--- SOURCE TEXT ---
To View A Mockingbird

Earlier this week we went to the opening night of To Kill A Mockingbird at the Lowry Theatre. The Lowry is in Salford. I always think, a little irrationally, of Salford as Manchester. But Salford is Salford, separated from Manchester by the river Irwell. Some think this fact important, not least half of the local football fans.

But anyhow, we are neighbours.


I must have have been attending the play with the only two people in the audience, if not the world, who have not read the book: my wife and a friend. So I gave them a brief synopsis on the way, checking in the rear view mirror for the slightest hint of any eye-rolling, telling them that I would ask questions afterwards. Hard task master that I am.

On reaching the theatre, I asked my wife what the name of the family cook and housekeeper was. I figured that ‘Calpurnia’ was unusual and exotic enough to either stick in her memory, or be totally beyond her recall. Her reply gave me something to greet the usher with as she took our tickets at the door:

“Hi, this is my wife. She is very cultured and has read the book six times. She would like to know who is playing Pocohontas?”

I received a dig in the ribs ( from the wife, not the usher), and we took our seats. Thankfully, the play was true to the book, the cast members even reading passages from paperback copies throughout. I guess if the book is considered such a masterpiece, why risk changing things? The only thing added, quite effectively, was a folky soundtrack by Phil King, who sang several pieces accompanied by acoustic guitar and harmonica.

The child actors were good, and the guy who played Atticus deserves particular mention. It was a great production, and the courtroom scenes were quite powerful, with Atticus addressing us, the audience as the jury. He convinced me. When poor Tom Robinson was found guilty I was tempted to jump to my feet and demand a retrial. Either that or another drink.

At the end, my friend took a surreptitious snap of the cast receiving deserved acclaim.


Feeling like he had broken the law, this is the first time that he doesn’t want a photo credit on my blog. No problem, Derek.

One last little connection on the late journey home: what do you think we listened to on the car radio? Why, Wake Up Boo! by the Boo Radleys, of course. If you don’t understand this, it is high time you read the book. And remember: I will ask questions.

And keep those eyes still.

A Scuttlin’ We Shall Go

One of the very first posts I did on this blog was about this book that I read:


It was about the 19th Century Manchester gangs, described as the very first youth cult, known as Scuttlers. (Search on my blog Gangs Of Manchester, as I still can’t work out how to post links on an iPad.)

Last night my wife and I went to the Royal Exchange to watch a play entitled Scuttlers, the initial inspiration for the writer being, of all things, the Manchester riots of 2011.
---
* DIRECTIONS: Copy the blog excerpt from "It was about" to "on an iPad.)", substituting "tablet" for "iPad". Work only from the blog excerpt above; rely on nothing outside it.
--- INFORMATION GIVEN ---
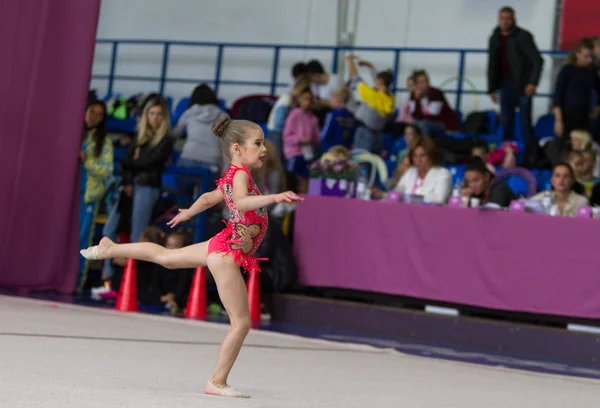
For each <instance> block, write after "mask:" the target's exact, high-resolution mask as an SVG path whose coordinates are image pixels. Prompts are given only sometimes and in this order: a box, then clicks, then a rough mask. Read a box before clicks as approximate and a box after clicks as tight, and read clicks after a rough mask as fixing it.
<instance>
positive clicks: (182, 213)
mask: <svg viewBox="0 0 600 408" xmlns="http://www.w3.org/2000/svg"><path fill="white" fill-rule="evenodd" d="M191 218H192V215H191V214H190V210H188V209H181V208H180V209H179V214H177V215H176V216H175V217H173V219H172V220H171V221H169V222H167V225H168V226H169V227H171V228H175V226H177V224H179V223H180V222H186V221H189V220H190V219H191Z"/></svg>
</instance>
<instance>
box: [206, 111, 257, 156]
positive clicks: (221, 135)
mask: <svg viewBox="0 0 600 408" xmlns="http://www.w3.org/2000/svg"><path fill="white" fill-rule="evenodd" d="M250 129H257V130H259V131H261V132H262V129H261V127H260V126H258V125H257V124H256V123H254V122H250V121H249V120H231V119H230V118H229V117H228V116H227V115H221V116H219V118H218V119H217V120H216V122H215V123H214V124H213V125H212V128H211V130H212V132H213V134H214V135H215V136H217V137H218V138H219V139H221V151H222V152H223V155H224V156H225V157H226V158H227V159H228V160H231V151H230V150H231V146H233V145H234V144H236V143H238V144H244V141H245V140H246V135H247V133H248V130H250Z"/></svg>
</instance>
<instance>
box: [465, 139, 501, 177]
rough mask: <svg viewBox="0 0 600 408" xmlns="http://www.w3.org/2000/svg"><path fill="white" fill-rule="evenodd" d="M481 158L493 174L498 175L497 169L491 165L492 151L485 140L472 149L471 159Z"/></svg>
mask: <svg viewBox="0 0 600 408" xmlns="http://www.w3.org/2000/svg"><path fill="white" fill-rule="evenodd" d="M475 157H479V158H480V159H481V160H483V162H484V163H485V167H486V168H487V169H488V171H489V172H490V173H492V174H494V175H495V174H496V168H495V167H494V165H493V164H491V163H489V157H490V151H489V148H488V144H487V142H486V141H485V140H481V141H480V142H478V143H477V144H475V146H473V148H472V149H471V158H475Z"/></svg>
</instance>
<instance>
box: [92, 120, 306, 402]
mask: <svg viewBox="0 0 600 408" xmlns="http://www.w3.org/2000/svg"><path fill="white" fill-rule="evenodd" d="M212 131H213V133H214V134H215V135H216V136H217V137H219V138H220V139H221V148H222V150H223V153H224V154H225V155H226V156H227V158H228V159H229V161H230V162H231V166H230V167H229V168H228V169H227V170H226V171H225V172H224V173H223V176H222V178H221V179H220V180H218V181H217V188H216V189H215V190H214V191H211V192H208V193H205V194H203V195H202V196H200V197H199V198H198V200H196V202H195V203H194V204H193V205H192V206H191V207H190V208H189V209H181V210H179V214H178V215H177V216H175V218H173V219H172V220H171V221H169V223H168V224H169V225H170V226H171V227H175V226H176V225H178V224H179V223H181V222H185V221H188V220H189V219H190V218H192V217H193V216H195V215H197V214H199V213H201V212H202V211H205V210H206V209H208V208H210V207H212V206H214V205H216V204H218V203H219V202H221V201H223V200H225V204H226V205H227V207H228V208H229V211H230V213H231V217H230V219H229V223H228V224H227V226H226V227H225V229H224V230H223V231H221V232H220V233H218V234H217V235H215V236H214V237H212V238H211V239H210V240H208V241H206V242H202V243H199V244H196V245H191V246H187V247H184V248H180V249H166V248H164V247H162V246H160V245H156V244H153V243H147V242H146V243H135V244H116V243H114V242H113V241H111V240H110V239H109V238H106V237H104V238H102V240H101V241H100V243H99V245H97V246H93V247H90V248H87V249H84V250H82V251H81V255H83V256H84V257H85V258H87V259H107V258H114V257H122V258H134V259H139V260H144V261H150V262H154V263H157V264H160V265H162V266H164V267H166V268H169V269H176V268H194V267H197V266H205V265H206V266H208V267H209V269H210V271H211V272H212V275H213V277H214V279H215V282H216V284H217V289H218V291H219V296H220V298H221V301H222V302H223V306H224V307H225V310H226V311H227V313H228V315H229V319H230V323H231V327H230V329H229V332H228V333H227V335H226V336H225V339H224V340H223V343H222V345H221V349H220V351H219V357H218V359H217V364H216V366H215V369H214V371H213V372H212V374H211V377H210V379H209V381H208V382H207V383H206V386H205V387H204V392H205V393H206V394H211V395H219V396H226V397H238V398H248V397H249V396H248V395H246V394H243V393H241V392H239V391H237V390H235V389H233V388H231V387H229V386H228V385H227V376H228V375H229V372H230V371H231V368H232V367H233V363H234V362H235V360H236V358H237V356H238V353H239V351H240V349H241V347H242V343H243V342H244V339H245V337H246V335H247V334H248V331H249V329H250V314H249V311H248V295H247V293H246V285H245V284H244V279H243V277H242V275H241V274H240V271H239V267H240V266H241V267H242V268H243V269H244V270H245V271H246V272H249V273H258V272H260V268H259V266H258V259H256V257H255V256H254V252H255V251H256V249H257V248H258V246H259V245H260V243H261V241H262V239H263V237H264V235H265V232H266V230H267V220H268V217H267V211H266V207H267V206H269V205H271V204H276V203H294V202H298V201H302V199H301V198H300V197H298V196H297V195H296V194H295V193H293V192H289V191H288V192H284V193H281V194H272V195H264V196H261V195H260V192H259V190H258V187H257V186H256V184H255V183H254V181H253V180H252V177H251V176H250V170H251V169H258V168H260V167H262V166H263V163H264V161H265V158H266V151H267V149H266V147H265V138H264V135H263V132H262V130H261V128H260V127H259V126H258V125H257V124H255V123H252V122H249V121H246V120H230V119H229V118H227V117H226V116H221V117H220V118H219V119H217V121H216V122H215V124H214V125H213V127H212Z"/></svg>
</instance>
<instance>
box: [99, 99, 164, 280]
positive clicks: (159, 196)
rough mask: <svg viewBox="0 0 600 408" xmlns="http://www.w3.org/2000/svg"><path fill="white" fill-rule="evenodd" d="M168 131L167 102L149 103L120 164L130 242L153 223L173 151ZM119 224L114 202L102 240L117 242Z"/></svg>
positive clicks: (108, 273)
mask: <svg viewBox="0 0 600 408" xmlns="http://www.w3.org/2000/svg"><path fill="white" fill-rule="evenodd" d="M170 130H171V121H170V119H169V107H168V105H167V102H166V101H165V100H164V98H160V97H159V98H154V99H151V100H150V101H148V102H147V103H146V106H145V107H144V110H143V112H142V116H141V118H140V122H139V125H138V132H137V135H136V139H135V140H134V141H133V142H132V143H131V146H130V147H129V151H128V152H127V155H126V157H125V158H124V159H123V160H122V161H121V168H122V169H121V174H122V177H123V180H122V192H121V199H120V200H122V199H128V198H130V199H131V200H132V210H131V241H132V242H138V241H139V240H140V237H141V236H142V233H143V231H144V229H145V228H146V227H147V226H148V225H149V224H150V221H151V220H152V210H153V209H154V206H155V205H156V203H157V202H158V199H159V198H160V188H161V184H162V173H163V171H164V170H165V165H166V163H167V161H168V160H169V158H170V156H171V152H172V151H173V140H172V138H171V136H170V135H169V132H170ZM123 196H125V197H123ZM124 215H125V214H124ZM120 220H121V213H120V210H119V202H117V204H115V206H114V208H113V209H112V211H111V212H110V214H109V216H108V219H107V221H106V225H105V226H104V236H107V237H109V238H110V239H112V240H116V239H117V229H118V227H119V222H120ZM104 265H105V269H104V277H105V278H107V277H110V276H111V275H112V268H111V265H110V261H106V262H105V264H104Z"/></svg>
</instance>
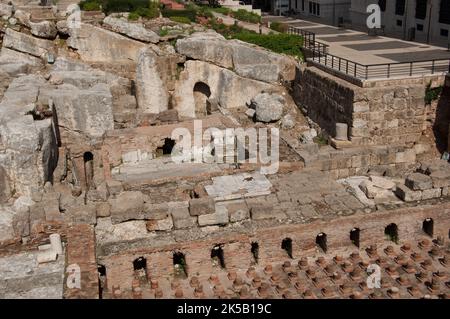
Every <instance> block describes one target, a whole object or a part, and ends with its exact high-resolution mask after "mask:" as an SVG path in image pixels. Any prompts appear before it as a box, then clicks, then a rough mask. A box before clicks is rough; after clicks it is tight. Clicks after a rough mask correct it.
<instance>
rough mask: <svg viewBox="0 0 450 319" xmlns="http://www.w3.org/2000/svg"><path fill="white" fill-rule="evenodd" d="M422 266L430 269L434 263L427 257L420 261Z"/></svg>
mask: <svg viewBox="0 0 450 319" xmlns="http://www.w3.org/2000/svg"><path fill="white" fill-rule="evenodd" d="M420 266H421V267H422V268H423V269H425V270H430V269H431V268H432V266H433V263H432V261H431V260H429V259H425V260H424V261H422V262H421V263H420Z"/></svg>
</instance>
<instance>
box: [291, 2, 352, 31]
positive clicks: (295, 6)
mask: <svg viewBox="0 0 450 319" xmlns="http://www.w3.org/2000/svg"><path fill="white" fill-rule="evenodd" d="M303 2H304V7H303ZM310 2H311V3H316V4H318V5H319V6H320V14H319V15H317V14H313V13H310V10H309V3H310ZM290 8H291V9H293V10H295V11H297V12H298V13H299V17H300V18H307V19H310V18H314V20H317V22H320V23H324V24H329V25H335V26H337V25H338V24H339V20H344V21H345V20H348V19H349V18H350V16H349V14H348V12H349V8H350V0H335V1H333V0H314V1H309V0H304V1H303V0H290Z"/></svg>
---
* RESPONSE:
It was about the 19th Century Manchester gangs, described as the very first youth cult, known as Scuttlers. (Search on my blog Gangs Of Manchester, as I still can’t work out how to post links on an tablet.)